Macrolepiota excoriata is a mushroom in the family Agaricaceae.

==Description==
The height is 5 to 15 cm. The color of the mushroom is white to cream. The cap is convex to shield shaped, is arched over with a raised center, 6 to 10 cm in diameter, has a brownish center, and has ochre yellow to pale brown scales. The gills are white to cream. The stipe is smooth, cylindrical, has a bulbous base, and has a ring. The spores are smooth, hyaline, and ellipsoid. The spore print is white, cream, or yellowish. The ring is whitish to white. The flesh is white, fibrous, and does not change color. The mushroom is saprophytic. It is listed as a vulnerable species. The threat to this species is over-growing of ungrazed and unmowed meadows. The species is similar to Macrolepiota procera, although the latter is bigger.

==Edibility==
The flesh is white, tender, and has a pleasant taste, best when it is consumed while it is young. The flesh tastes like hazelnut. The odor of the species is weak. The mushroom is similar to numerous toxic species so harvesting them is problematic. It has been advised by the website Memento des champignons (Memento of Fungus) to not collect specimens by roadsides. The collection period for the mushroom is from mid-summer to late autumn.

==Habitat==
The mushroom can be found in North America and Europe and can be found on the ground, in fields, in lawns, or on roadsides. The species is common in Guernsey, even though most books say that it is rare in Guernsey.

#### [Excerpted data]
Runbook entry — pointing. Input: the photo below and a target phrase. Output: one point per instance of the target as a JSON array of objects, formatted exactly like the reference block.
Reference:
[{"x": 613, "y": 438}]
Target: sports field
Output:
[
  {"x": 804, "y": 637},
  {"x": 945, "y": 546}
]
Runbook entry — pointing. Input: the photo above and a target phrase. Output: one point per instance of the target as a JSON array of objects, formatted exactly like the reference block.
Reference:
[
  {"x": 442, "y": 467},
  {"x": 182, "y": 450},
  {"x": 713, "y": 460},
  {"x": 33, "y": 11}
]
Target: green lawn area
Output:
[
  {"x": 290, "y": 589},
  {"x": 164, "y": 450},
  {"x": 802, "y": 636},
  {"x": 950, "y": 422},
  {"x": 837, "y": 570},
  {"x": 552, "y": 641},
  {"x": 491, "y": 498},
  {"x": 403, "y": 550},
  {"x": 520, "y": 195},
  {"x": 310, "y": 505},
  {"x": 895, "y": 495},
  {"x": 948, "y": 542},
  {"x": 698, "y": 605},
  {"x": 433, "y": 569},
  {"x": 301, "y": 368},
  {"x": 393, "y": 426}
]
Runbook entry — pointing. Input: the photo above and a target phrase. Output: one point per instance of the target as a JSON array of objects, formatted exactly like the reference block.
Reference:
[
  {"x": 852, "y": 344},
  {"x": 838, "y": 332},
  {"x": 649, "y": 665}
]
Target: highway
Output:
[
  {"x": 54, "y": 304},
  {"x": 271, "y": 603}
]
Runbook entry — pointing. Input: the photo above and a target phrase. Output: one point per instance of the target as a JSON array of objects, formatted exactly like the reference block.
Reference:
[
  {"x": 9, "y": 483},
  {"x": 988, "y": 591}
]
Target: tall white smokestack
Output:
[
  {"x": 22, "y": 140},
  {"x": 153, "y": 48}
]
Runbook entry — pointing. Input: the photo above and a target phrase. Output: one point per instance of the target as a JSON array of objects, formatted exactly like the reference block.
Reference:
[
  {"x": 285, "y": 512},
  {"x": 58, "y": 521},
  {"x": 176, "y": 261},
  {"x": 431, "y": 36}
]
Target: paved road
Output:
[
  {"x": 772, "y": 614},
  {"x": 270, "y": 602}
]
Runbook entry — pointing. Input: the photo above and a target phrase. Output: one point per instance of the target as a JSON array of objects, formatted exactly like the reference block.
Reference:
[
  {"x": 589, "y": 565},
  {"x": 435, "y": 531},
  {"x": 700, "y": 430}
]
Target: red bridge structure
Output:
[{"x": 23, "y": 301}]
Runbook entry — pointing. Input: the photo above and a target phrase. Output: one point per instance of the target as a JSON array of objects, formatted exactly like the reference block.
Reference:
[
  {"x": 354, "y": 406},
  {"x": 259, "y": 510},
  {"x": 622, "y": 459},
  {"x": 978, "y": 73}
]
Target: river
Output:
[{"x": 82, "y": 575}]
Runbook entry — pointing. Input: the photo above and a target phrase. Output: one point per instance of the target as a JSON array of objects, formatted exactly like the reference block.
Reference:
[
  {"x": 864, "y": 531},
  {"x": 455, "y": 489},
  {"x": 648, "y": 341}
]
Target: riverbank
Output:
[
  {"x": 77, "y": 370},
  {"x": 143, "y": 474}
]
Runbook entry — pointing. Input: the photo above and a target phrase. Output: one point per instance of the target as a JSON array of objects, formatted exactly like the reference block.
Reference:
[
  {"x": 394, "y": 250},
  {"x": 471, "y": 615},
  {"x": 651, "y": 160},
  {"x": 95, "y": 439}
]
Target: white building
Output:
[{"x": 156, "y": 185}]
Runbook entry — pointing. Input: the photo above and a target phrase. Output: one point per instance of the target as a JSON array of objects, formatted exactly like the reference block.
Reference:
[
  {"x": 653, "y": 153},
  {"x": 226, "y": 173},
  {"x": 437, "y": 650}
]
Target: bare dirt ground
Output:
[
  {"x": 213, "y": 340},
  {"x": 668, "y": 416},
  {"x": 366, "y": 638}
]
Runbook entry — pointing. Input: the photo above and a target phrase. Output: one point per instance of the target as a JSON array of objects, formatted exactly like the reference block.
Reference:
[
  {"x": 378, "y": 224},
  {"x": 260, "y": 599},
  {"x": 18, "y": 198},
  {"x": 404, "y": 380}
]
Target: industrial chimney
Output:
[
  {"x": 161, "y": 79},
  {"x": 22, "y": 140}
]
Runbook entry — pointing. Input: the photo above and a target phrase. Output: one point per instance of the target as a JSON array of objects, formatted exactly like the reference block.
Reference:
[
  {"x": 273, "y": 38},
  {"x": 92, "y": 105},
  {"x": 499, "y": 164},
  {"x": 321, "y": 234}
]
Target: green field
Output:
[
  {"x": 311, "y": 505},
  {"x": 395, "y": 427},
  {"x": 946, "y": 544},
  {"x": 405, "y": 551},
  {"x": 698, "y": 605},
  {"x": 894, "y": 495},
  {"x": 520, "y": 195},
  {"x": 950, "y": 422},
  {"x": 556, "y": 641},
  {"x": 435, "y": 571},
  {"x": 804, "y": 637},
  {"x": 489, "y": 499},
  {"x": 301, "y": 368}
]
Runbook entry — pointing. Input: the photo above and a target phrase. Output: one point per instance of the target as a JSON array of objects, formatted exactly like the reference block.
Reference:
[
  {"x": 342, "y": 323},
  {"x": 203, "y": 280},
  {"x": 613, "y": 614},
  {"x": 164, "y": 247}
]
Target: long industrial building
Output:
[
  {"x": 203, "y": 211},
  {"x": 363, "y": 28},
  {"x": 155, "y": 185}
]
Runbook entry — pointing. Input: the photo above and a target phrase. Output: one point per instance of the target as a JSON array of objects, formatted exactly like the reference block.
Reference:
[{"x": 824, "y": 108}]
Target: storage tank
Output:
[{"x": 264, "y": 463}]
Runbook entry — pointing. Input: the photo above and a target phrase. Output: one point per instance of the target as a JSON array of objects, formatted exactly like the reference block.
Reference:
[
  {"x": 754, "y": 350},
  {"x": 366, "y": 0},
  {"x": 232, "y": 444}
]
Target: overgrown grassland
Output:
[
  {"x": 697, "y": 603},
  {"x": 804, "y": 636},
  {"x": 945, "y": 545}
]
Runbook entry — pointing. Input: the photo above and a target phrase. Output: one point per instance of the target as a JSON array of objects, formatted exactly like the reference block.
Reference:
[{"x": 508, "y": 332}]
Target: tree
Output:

#### [Check your understanding]
(a) Return the passage of the Macrolepiota excoriata text from "Macrolepiota excoriata is" up to and including "latter is bigger.", copied word for word.
(b) According to the Macrolepiota excoriata text, why is harvesting this mushroom problematic? Answer in one to three sentences.

#### [Responses by task]
(a)
Macrolepiota excoriata is a mushroom in the family Agaricaceae.

==Description==
The height is 5 to 15 cm. The color of the mushroom is white to cream. The cap is convex to shield shaped, is arched over with a raised center, 6 to 10 cm in diameter, has a brownish center, and has ochre yellow to pale brown scales. The gills are white to cream. The stipe is smooth, cylindrical, has a bulbous base, and has a ring. The spores are smooth, hyaline, and ellipsoid. The spore print is white, cream, or yellowish. The ring is whitish to white. The flesh is white, fibrous, and does not change color. The mushroom is saprophytic. It is listed as a vulnerable species. The threat to this species is over-growing of ungrazed and unmowed meadows. The species is similar to Macrolepiota procera, although the latter is bigger.

(b) Harvesting it is problematic because the mushroom is similar to numerous toxic species.